** Begin **
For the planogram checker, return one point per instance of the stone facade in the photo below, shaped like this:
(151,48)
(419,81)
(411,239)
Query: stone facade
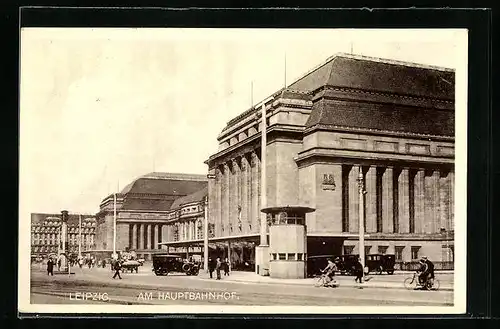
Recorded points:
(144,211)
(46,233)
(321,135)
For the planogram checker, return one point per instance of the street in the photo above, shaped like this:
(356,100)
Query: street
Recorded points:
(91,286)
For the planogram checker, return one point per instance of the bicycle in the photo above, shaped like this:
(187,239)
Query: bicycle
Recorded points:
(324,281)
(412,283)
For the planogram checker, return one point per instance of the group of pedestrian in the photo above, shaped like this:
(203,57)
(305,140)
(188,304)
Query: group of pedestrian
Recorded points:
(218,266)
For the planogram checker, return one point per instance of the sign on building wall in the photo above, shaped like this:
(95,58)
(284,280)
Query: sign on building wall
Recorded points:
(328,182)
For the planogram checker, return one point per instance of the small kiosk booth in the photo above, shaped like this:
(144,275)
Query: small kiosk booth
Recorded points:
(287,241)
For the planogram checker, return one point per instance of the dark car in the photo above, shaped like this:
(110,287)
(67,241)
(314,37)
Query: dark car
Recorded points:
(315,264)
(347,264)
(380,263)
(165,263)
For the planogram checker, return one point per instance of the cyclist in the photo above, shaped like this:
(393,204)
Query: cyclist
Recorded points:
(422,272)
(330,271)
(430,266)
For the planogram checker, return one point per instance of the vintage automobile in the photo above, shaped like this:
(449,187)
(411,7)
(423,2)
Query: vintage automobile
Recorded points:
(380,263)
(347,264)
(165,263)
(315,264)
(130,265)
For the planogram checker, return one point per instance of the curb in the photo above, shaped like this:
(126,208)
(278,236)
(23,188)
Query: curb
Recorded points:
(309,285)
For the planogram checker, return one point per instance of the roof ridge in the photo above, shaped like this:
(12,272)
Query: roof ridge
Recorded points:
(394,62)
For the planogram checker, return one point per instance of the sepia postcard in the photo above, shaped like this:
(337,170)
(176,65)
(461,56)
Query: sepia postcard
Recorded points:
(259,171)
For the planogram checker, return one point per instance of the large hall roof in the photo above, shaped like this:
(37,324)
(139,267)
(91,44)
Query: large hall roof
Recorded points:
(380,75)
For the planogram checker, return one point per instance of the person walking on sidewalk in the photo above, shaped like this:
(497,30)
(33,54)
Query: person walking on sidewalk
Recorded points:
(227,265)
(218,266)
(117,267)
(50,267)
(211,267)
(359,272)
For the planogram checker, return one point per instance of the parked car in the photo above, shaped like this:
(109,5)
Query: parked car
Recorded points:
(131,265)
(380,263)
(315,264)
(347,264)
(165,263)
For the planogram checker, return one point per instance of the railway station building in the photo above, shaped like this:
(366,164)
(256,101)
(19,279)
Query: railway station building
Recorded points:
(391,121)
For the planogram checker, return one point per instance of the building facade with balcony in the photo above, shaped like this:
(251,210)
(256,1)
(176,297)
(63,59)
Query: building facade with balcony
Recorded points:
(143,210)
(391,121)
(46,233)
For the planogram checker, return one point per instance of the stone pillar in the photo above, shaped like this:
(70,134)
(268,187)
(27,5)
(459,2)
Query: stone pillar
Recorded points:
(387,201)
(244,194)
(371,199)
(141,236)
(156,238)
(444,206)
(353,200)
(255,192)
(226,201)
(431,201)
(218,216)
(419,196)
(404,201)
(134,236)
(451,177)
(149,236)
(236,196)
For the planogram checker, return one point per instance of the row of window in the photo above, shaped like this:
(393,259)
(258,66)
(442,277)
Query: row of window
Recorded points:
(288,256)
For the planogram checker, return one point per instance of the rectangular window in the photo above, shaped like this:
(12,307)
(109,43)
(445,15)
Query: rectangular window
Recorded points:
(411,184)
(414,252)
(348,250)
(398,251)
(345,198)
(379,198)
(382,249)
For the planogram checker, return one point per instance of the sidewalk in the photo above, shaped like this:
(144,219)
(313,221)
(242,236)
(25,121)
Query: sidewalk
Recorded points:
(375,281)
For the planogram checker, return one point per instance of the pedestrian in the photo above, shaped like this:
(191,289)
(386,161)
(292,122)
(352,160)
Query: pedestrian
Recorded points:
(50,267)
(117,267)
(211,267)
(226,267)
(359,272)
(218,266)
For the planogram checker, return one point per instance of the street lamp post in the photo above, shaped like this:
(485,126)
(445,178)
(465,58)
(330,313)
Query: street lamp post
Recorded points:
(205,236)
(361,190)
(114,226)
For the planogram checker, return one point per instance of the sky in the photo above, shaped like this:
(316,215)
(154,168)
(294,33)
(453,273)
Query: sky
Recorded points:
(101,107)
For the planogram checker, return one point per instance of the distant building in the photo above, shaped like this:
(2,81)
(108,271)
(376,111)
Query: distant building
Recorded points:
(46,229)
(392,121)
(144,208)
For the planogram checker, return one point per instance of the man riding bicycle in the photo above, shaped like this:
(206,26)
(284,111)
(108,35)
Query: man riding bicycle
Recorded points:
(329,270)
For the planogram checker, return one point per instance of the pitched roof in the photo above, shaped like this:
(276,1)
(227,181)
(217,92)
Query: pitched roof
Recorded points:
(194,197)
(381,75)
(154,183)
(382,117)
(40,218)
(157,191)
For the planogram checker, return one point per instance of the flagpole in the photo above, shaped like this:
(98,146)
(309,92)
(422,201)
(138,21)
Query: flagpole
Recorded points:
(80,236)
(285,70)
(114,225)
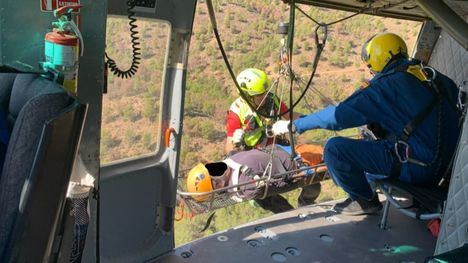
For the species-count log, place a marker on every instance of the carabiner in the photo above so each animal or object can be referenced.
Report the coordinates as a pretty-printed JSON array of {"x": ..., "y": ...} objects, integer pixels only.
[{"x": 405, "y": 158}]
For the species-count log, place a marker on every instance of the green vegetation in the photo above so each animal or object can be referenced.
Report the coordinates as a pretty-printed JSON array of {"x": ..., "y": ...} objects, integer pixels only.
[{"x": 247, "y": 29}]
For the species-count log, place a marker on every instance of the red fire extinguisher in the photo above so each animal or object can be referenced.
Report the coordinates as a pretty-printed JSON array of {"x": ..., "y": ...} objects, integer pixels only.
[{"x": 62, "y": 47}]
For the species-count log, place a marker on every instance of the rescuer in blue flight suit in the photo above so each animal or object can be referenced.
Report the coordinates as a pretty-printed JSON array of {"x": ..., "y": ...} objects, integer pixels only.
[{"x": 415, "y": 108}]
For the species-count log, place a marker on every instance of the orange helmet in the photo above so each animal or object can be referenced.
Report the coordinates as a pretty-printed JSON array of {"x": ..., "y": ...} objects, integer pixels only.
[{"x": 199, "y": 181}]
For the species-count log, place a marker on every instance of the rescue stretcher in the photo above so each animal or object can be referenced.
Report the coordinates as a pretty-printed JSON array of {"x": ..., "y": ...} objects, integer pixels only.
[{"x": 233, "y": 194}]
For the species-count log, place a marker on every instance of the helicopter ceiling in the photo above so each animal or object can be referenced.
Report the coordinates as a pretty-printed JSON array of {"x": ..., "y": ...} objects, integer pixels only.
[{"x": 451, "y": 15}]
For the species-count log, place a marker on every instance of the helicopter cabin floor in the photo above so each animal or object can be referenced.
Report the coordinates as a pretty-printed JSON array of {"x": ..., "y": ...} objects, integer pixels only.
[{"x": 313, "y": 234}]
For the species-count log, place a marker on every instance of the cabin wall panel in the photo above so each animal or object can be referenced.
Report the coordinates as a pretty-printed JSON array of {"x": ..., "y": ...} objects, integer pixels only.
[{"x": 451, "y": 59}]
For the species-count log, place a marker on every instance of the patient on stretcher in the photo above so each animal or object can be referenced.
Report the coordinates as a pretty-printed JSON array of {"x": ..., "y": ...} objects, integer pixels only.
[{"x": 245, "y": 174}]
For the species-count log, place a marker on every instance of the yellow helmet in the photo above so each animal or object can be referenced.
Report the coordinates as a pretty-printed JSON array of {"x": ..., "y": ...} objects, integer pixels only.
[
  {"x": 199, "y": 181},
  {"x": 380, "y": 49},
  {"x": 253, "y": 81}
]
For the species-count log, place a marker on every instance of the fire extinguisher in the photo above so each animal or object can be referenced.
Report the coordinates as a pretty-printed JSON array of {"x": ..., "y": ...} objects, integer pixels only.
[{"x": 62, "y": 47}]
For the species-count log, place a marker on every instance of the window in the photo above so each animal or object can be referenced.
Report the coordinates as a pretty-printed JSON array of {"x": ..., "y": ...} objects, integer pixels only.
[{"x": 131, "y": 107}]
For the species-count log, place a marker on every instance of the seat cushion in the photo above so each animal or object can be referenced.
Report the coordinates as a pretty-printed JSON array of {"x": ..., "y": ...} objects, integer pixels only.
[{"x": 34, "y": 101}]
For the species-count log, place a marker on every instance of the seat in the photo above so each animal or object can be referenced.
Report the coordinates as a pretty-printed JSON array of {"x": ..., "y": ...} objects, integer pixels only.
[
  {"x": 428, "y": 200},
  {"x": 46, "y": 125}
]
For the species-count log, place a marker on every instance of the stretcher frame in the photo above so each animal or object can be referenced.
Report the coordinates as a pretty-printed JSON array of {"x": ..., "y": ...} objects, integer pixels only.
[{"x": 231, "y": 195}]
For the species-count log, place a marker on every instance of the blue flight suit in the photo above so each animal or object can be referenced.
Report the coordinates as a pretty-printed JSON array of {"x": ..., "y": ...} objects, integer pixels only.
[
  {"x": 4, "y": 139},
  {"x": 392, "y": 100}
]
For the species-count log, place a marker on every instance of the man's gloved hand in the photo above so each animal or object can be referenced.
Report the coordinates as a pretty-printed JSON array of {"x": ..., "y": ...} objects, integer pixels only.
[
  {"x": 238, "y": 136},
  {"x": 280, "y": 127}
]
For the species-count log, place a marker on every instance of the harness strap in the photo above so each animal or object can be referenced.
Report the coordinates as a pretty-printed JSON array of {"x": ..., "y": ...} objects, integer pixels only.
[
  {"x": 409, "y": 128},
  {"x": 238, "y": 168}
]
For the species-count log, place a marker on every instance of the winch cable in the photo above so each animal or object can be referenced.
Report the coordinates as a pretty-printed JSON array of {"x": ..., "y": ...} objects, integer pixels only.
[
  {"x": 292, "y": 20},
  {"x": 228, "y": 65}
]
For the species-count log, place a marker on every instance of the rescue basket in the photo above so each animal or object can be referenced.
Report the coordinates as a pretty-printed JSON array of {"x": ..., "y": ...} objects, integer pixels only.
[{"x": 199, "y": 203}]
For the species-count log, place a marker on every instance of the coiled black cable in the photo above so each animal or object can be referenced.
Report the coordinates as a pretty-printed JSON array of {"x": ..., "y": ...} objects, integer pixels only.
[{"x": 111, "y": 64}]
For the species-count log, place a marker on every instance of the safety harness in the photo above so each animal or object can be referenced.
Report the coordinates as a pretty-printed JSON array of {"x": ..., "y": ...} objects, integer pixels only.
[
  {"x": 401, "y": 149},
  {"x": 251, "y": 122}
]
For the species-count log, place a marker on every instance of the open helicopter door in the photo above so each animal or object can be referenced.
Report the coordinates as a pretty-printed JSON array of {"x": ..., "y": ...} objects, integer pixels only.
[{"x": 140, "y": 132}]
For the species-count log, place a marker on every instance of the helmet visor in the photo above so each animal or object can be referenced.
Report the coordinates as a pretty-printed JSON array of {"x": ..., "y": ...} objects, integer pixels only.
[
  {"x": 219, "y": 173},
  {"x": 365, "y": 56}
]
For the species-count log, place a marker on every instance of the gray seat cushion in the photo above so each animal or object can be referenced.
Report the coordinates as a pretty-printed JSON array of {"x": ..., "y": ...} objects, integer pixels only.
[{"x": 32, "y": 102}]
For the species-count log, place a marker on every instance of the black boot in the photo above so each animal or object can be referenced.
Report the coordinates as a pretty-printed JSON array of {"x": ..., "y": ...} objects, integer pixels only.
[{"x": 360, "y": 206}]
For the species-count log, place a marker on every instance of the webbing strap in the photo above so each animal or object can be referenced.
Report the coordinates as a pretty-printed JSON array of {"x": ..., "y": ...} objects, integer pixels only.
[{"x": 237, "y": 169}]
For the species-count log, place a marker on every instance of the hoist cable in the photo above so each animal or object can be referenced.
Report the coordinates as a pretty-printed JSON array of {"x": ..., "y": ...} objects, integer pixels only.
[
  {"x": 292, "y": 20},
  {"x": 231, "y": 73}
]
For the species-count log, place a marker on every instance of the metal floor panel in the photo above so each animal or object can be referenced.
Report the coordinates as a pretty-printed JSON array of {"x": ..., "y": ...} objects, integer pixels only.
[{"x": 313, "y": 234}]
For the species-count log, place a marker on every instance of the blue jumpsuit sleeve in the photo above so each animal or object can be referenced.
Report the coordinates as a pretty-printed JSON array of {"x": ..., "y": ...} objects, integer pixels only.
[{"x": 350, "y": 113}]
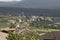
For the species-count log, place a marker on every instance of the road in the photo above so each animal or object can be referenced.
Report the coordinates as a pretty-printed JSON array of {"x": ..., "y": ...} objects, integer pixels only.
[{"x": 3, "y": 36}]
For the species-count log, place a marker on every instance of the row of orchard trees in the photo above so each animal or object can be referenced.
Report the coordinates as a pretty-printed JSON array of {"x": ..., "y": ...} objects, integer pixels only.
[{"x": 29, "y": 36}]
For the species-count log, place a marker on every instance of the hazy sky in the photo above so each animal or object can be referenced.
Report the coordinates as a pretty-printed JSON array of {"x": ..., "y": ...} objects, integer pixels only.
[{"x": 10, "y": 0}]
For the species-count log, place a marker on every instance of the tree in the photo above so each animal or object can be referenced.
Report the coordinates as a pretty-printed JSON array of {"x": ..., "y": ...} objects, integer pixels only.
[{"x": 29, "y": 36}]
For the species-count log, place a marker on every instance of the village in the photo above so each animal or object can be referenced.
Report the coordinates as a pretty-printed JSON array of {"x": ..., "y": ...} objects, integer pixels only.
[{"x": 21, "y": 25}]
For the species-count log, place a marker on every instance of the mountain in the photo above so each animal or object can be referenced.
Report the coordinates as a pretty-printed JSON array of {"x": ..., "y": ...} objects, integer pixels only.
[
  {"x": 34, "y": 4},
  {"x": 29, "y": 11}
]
** End **
* Challenge *
Everything from the line containing "of the road" to the last line of the entries above should be quoted exactly, and only that.

* Solution to this task *
For the species-count log, place a marker on every instance of the road in the photo above so each animal or object can be referenced.
Report the coordinates as a pretty-printed JSON array of {"x": ..., "y": ...} objects, integer pixels only.
[{"x": 3, "y": 36}]
For the species-count log, place a marker on every instance of the row of orchard trees in the photo above so each animal or object can be referenced.
Report the coordinates as a pretty-printed JSON array of {"x": ..., "y": ...} objects, integer pixels only.
[{"x": 29, "y": 36}]
For the species-count log, place a marker on every instance of the hazy sky in the photo above so each animal or object can be referenced.
Report the coordinates as a pretty-printed JSON array of {"x": ..., "y": ...} objects, integer pixels only.
[{"x": 10, "y": 0}]
For the species-count log, place a marker on every instance of the tree in the photo above so each animal or object can be referenced.
Report the coordinates as a pretty-printed JSON array of {"x": ..., "y": ...} objects, integer pixels only.
[{"x": 29, "y": 36}]
For the species-count log, place a marker on every instance of the village in the photo above so each animal or object can be referenced.
Report the coordinates as a pretty-printed JSON array of {"x": ..., "y": ...} objects, integer pixels only.
[{"x": 21, "y": 25}]
For the species-count log, place a marker on every instance of the mountain in the photo above so each animal or object can be referenced.
Report the coordinates as a pretty-printed JSON array of {"x": ..., "y": ...} objects, integer pixels only.
[
  {"x": 34, "y": 4},
  {"x": 29, "y": 11}
]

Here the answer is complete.